_EXERCISE GOAL:_
Output the data that follows exactly, line for line.

_MATERIAL PROVIDED:_

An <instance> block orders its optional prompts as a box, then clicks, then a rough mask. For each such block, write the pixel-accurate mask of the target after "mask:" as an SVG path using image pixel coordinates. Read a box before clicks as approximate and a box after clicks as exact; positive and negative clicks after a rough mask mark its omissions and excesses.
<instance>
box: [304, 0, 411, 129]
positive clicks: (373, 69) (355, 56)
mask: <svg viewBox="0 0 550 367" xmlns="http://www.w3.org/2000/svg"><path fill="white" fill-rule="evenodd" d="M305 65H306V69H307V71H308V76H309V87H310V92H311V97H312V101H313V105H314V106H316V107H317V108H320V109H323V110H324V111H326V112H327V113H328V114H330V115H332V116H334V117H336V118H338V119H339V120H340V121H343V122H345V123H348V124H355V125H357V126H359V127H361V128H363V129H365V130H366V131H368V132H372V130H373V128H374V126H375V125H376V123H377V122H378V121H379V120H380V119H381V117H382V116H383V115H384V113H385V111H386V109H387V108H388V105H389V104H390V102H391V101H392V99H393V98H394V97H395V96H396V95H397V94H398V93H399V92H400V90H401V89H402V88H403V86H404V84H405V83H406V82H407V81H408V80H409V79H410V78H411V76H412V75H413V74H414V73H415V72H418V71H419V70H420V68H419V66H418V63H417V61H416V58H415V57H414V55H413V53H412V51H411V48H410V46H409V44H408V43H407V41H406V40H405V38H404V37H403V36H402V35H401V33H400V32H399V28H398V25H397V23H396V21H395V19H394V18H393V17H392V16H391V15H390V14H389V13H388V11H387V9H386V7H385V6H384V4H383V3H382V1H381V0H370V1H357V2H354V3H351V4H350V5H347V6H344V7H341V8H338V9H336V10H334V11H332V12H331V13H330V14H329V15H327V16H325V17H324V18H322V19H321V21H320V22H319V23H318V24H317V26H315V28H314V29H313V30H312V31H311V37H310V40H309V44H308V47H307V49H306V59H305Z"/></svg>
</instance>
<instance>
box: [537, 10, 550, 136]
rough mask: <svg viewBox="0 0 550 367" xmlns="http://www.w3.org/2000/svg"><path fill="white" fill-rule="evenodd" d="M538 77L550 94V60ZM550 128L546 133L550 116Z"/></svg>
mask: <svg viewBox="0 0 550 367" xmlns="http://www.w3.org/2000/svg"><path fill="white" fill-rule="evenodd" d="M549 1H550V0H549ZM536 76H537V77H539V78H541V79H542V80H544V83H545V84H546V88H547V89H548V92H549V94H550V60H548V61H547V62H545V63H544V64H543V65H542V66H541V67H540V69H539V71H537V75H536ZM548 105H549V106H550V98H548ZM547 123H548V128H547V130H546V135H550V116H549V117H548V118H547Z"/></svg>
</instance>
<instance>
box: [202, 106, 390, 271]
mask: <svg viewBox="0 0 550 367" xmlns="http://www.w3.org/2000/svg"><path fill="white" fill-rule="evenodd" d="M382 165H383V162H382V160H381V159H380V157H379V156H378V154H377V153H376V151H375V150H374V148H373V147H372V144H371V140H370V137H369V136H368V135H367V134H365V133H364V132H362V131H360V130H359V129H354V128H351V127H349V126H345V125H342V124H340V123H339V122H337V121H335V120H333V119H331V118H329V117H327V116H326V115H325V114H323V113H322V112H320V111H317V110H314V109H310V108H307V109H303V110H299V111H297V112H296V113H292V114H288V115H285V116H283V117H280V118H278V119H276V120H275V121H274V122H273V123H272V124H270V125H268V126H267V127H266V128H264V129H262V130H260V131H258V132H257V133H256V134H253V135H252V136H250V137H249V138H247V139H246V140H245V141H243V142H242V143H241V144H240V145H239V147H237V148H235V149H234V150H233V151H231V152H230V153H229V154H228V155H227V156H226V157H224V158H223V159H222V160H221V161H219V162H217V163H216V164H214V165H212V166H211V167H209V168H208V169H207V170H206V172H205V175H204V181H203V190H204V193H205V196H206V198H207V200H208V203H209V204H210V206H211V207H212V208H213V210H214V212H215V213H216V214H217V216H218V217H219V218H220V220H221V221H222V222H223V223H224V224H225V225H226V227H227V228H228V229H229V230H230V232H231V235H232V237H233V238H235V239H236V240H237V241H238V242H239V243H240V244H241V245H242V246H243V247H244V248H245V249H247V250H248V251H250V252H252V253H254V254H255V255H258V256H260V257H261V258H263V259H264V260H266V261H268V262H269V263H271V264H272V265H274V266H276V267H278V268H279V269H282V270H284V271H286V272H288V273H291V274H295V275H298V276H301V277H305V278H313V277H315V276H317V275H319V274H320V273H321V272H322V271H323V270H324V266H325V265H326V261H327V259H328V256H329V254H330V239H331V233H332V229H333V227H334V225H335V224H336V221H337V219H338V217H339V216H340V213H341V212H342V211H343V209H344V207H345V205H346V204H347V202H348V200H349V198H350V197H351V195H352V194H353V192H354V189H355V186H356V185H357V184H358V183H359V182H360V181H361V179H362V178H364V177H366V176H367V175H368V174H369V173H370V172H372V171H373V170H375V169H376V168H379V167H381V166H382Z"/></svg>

_EXPECTED ANSWER:_
An <instance> block orders its optional prompts as a box, then clicks, then a rough mask. For each such block, write the pixel-accurate mask of the target after "mask:" as an SVG path using image pixel coordinates. Read a box before clicks as approximate and a box after clicks as exact; positive and negative clicks after a rough mask mark its omissions and excesses.
<instance>
box: [304, 0, 411, 129]
positive clicks: (373, 69) (355, 56)
mask: <svg viewBox="0 0 550 367" xmlns="http://www.w3.org/2000/svg"><path fill="white" fill-rule="evenodd" d="M305 65H306V69H307V71H308V76H309V87H310V92H311V97H312V101H313V105H314V106H316V107H317V108H320V109H323V110H324V111H326V112H327V113H328V114H330V115H332V116H334V117H336V118H338V119H339V120H340V121H343V122H345V123H348V124H355V125H357V126H359V127H361V128H363V129H365V130H366V131H368V132H372V130H373V128H374V126H375V125H376V123H377V122H378V121H379V120H380V119H381V117H382V116H383V115H384V113H385V111H386V109H387V108H388V105H389V104H390V102H391V101H392V99H393V98H394V97H395V96H396V95H397V94H398V93H399V92H400V90H401V89H402V88H403V86H404V84H405V83H406V82H407V81H408V80H409V79H410V78H411V76H412V75H413V74H414V73H415V72H418V71H419V70H420V68H419V66H418V63H417V61H416V58H415V57H414V55H413V53H412V51H411V48H410V46H409V44H408V43H407V41H406V40H405V38H404V37H403V36H402V35H401V33H400V32H399V28H398V25H397V23H396V21H395V19H394V18H393V17H392V16H391V15H390V14H389V13H388V11H387V9H386V7H385V6H384V4H383V3H382V1H381V0H370V1H357V2H354V3H351V4H350V5H347V6H344V7H341V8H338V9H336V10H334V11H332V12H331V13H330V14H329V15H327V16H325V17H324V18H322V19H321V21H320V22H319V23H318V24H317V26H315V28H314V29H313V30H312V31H311V37H310V40H309V44H308V47H307V49H306V59H305Z"/></svg>
</instance>
<instance>
box: [537, 10, 550, 136]
rough mask: <svg viewBox="0 0 550 367" xmlns="http://www.w3.org/2000/svg"><path fill="white" fill-rule="evenodd" d="M538 77L550 94V60ZM550 128L546 133L550 116Z"/></svg>
mask: <svg viewBox="0 0 550 367" xmlns="http://www.w3.org/2000/svg"><path fill="white" fill-rule="evenodd" d="M549 1H550V0H549ZM536 76H537V77H539V78H541V79H542V80H544V83H545V84H546V88H547V89H548V92H549V94H550V60H548V61H547V62H545V63H544V64H543V65H542V66H541V67H540V69H539V71H537V75H536ZM548 105H549V106H550V98H548ZM547 123H548V128H547V130H546V135H550V116H549V117H548V118H547Z"/></svg>
</instance>
<instance>
box: [202, 106, 390, 271]
mask: <svg viewBox="0 0 550 367" xmlns="http://www.w3.org/2000/svg"><path fill="white" fill-rule="evenodd" d="M382 165H383V162H382V160H381V159H380V157H379V156H378V154H377V153H376V151H375V150H374V148H373V147H372V144H371V140H370V137H369V136H368V135H367V134H365V133H364V132H362V131H360V130H359V129H354V128H351V127H349V126H345V125H342V124H340V123H339V122H337V121H335V120H333V119H331V118H329V117H327V116H326V115H325V114H323V113H322V112H320V111H317V110H314V109H310V108H307V109H303V110H299V111H297V112H296V113H292V114H288V115H285V116H283V117H280V118H278V119H276V120H275V121H274V122H273V123H272V124H270V125H268V126H267V127H266V128H264V129H262V130H260V131H258V132H257V133H256V134H253V135H252V136H250V137H249V138H247V139H246V140H245V141H243V142H242V143H241V144H240V145H239V147H237V148H235V149H234V150H233V151H231V152H230V153H229V154H228V155H227V156H226V157H224V158H223V159H222V160H221V161H219V162H217V163H216V164H214V165H212V166H211V167H209V168H208V169H207V170H206V172H205V175H204V181H203V190H204V193H205V196H206V198H207V200H208V203H209V204H210V206H211V207H212V208H213V210H214V212H215V213H216V214H217V216H218V217H219V218H220V220H221V221H222V222H223V223H224V224H225V225H226V227H227V228H228V229H229V230H230V232H231V235H232V237H233V238H235V239H236V240H237V241H238V242H239V243H240V244H241V245H242V246H243V247H244V248H245V249H247V250H248V251H250V252H252V253H254V254H255V255H258V256H260V257H261V258H263V259H264V260H266V261H268V262H269V263H271V264H272V265H274V266H276V267H278V268H279V269H282V270H284V271H286V272H288V273H291V274H295V275H298V276H301V277H305V278H313V277H315V276H317V275H319V274H320V273H321V272H322V271H323V270H324V266H325V265H326V261H327V259H328V256H329V254H330V239H331V233H332V229H333V227H334V225H335V224H336V221H337V219H338V217H339V216H340V213H341V212H342V211H343V209H344V207H345V205H346V204H347V202H348V200H349V198H350V197H351V195H352V194H353V192H354V189H355V186H356V185H357V184H358V183H359V182H360V181H361V179H362V178H364V177H366V176H367V175H368V174H369V173H370V172H372V171H373V170H375V169H376V168H379V167H381V166H382Z"/></svg>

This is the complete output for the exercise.